Texte présenté:
Mais, pour être logique jusqu'au bout, Mgr NGOYAGOYE devrait, en toute honnêteté,  appeler tous les catholiques burundais de l'intérieur et de l'étranger d'obéir à leurs consciences, soit de rester à la maison le jour du scrutin du 28/06/2010, ne serait-ce que pour des raisons de sécurité, soit d'aller participer au « plébiscite » que lui-même a l'air de soutenir. Mais son attitude est loin de faire progresser la démocratie. Aux catholiques burundais d'en juger. Ils ne sont plus dupes!

 

Mes propositions de sortie de crise consistent à:

 

·        « INAMA ISUMBA INGIMBA »: revenir à la raison et stopper net la mascarade électorale en cours pour discuter des modalités de reprise du premier scrutin avant de passer aux suivants, sous l'oeil vigilant des médiateurs indépendants;

·       constituer, de toute urgence mais sans précipitation, un conseil des « bashingantahe » à majorité féminine composé de citoyen(ne)s toutes et tous vierges de toute culture étrangère comme seule médiation crédible car issue du peuple souverain;

·        retoucher en profondeur le code électoral, surtout en matière de règlement des contentieux;

·        veiller à ce que le code électoral soit rigoureusement respecté et que aucun(e) citoyen(ne) burundais(e) ne soit tenu(e) à l'écart du processus électoral;

·        garantir l'indépendance totale du dit conseil de médiation dans ses débats et dans ses prises de décisions qui s'imposeront à tous les protagonistes: citoyens »,  politiciens et électorat;

·        seconder la nouvelle CENI pour réorganiser de nouveaux scrutins sur des bases nouvelles de transparence totale;

·        constituer une nouvelle CENI, véritablement indépendante, qui ait la confiance du pouvoir,  de l'opposition et de l'électorat;

 

Je demande solennellement aux responsables du CNDD-FDD qui briguent nos suffrages pour un deuxième mandat de se rappeler que sans la démocratie ils n'auraient pas exercé le premier mandat  comme ils viennent de le faire.

Lignes fournies:
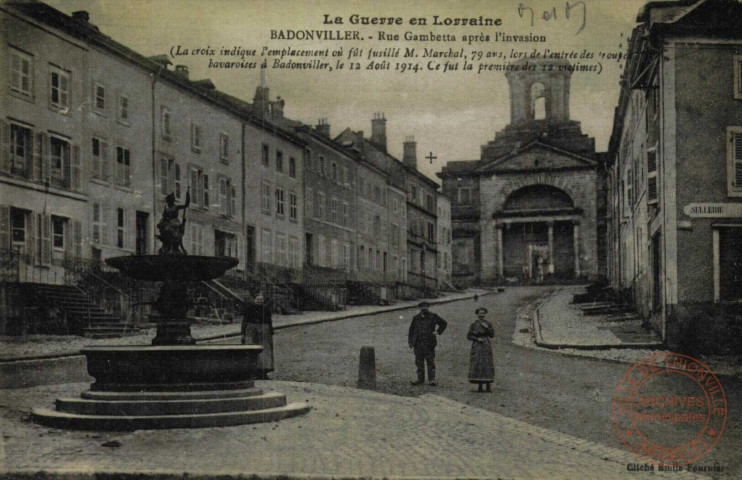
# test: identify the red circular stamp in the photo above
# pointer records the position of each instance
(670, 409)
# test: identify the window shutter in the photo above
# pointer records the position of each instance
(5, 241)
(104, 214)
(46, 239)
(38, 147)
(738, 160)
(104, 156)
(31, 245)
(76, 168)
(45, 158)
(5, 146)
(77, 238)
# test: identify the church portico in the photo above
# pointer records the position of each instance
(537, 189)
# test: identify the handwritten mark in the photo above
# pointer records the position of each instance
(553, 13)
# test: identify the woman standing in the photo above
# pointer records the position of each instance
(481, 361)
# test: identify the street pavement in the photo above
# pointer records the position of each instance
(549, 417)
(348, 433)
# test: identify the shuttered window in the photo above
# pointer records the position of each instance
(734, 161)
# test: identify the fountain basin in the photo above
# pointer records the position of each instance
(168, 367)
(181, 268)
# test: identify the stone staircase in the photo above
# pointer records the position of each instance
(82, 315)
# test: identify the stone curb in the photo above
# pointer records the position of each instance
(329, 318)
(345, 315)
(539, 340)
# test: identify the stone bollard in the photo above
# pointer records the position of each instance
(367, 368)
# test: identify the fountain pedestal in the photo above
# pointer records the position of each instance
(172, 383)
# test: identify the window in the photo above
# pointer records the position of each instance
(224, 191)
(99, 158)
(165, 123)
(293, 206)
(21, 73)
(99, 97)
(123, 109)
(309, 203)
(100, 214)
(60, 162)
(266, 155)
(293, 252)
(266, 198)
(224, 147)
(652, 175)
(197, 183)
(21, 154)
(308, 159)
(59, 87)
(335, 253)
(279, 161)
(320, 205)
(334, 210)
(321, 251)
(195, 138)
(197, 239)
(734, 161)
(225, 244)
(279, 203)
(123, 166)
(266, 248)
(120, 227)
(345, 213)
(18, 226)
(281, 249)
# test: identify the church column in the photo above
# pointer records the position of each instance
(576, 235)
(551, 246)
(500, 251)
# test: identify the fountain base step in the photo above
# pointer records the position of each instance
(57, 419)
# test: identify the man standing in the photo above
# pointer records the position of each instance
(421, 339)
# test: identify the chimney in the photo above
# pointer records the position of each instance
(323, 128)
(81, 16)
(277, 107)
(182, 70)
(410, 152)
(378, 130)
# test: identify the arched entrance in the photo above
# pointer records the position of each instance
(538, 235)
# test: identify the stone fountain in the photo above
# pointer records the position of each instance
(172, 383)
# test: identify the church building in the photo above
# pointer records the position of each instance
(527, 210)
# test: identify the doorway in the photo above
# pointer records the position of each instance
(141, 232)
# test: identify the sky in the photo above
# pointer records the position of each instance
(450, 114)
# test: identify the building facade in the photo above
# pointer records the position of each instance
(527, 209)
(444, 241)
(674, 174)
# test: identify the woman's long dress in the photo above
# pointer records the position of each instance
(481, 361)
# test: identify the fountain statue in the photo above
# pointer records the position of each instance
(172, 383)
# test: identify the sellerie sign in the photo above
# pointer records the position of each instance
(713, 210)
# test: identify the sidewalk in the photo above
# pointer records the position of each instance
(348, 433)
(553, 324)
(32, 347)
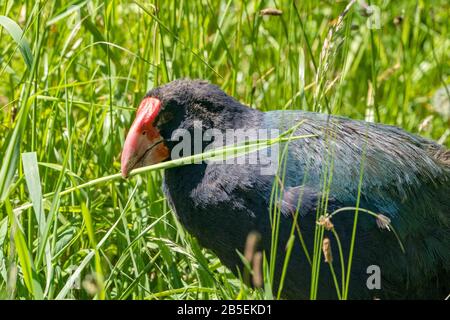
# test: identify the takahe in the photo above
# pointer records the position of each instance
(401, 178)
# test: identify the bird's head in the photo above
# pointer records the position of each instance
(165, 109)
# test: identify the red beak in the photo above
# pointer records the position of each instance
(143, 145)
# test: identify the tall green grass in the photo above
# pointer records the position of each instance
(72, 72)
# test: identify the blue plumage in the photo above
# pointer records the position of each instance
(405, 178)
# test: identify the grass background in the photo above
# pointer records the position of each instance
(69, 96)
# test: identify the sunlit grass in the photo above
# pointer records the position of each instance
(68, 89)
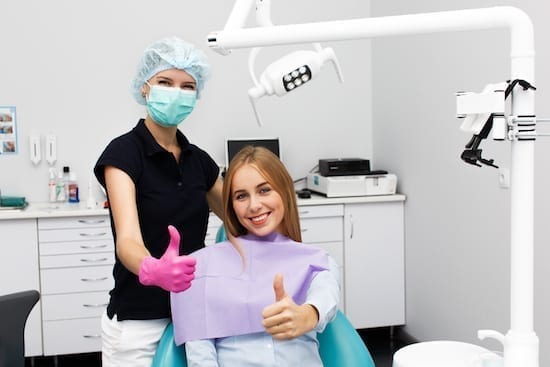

Consigne donnée 1: Selon le texte présenté, à quelle date a lieu le scrutin évoqué ?
Consigne donnée 2: Résumez plus brièvement le paragraphe du texte présenté qui commence par « Mais, pour être logique jusqu'au bout » en conservant ses faits principaux.
Consigne donnée 3: Reproduisez le passage du texte présenté qui commence par « Mais, pour être » et se poursuit jusqu'à « sont plus dupes! ».
Les lignes n'ont aucun rôle à jouer dans ce travail.

Réponse finale 1: Le 28/06/2010.

Réponse finale 2: Par logique et par honnêteté, Mgr NGOYAGOYE devrait inviter les catholiques burundais, au pays comme à l'étranger, à suivre leur conscience. Ils pourraient soit rester chez eux le jour du scrutin du 28/06/2010, ne serait-ce que par sécurité, soit participer au « plébiscite » qu'il semble soutenir. Son attitude ne fait guère progresser la démocratie. C'est aux catholiques d'en juger, et ils ne sont plus dupes.

Réponse finale 3:
Mais, pour être logique jusqu'au bout, Mgr NGOYAGOYE devrait, en toute honnêteté,  appeler tous les catholiques burundais de l'intérieur et de l'étranger d'obéir à leurs consciences, soit de rester à la maison le jour du scrutin du 28/06/2010, ne serait-ce que pour des raisons de sécurité, soit d'aller participer au « plébiscite » que lui-même a l'air de soutenir. Mais son attitude est loin de faire progresser la démocratie. Aux catholiques burundais d'en juger. Ils ne sont plus dupes!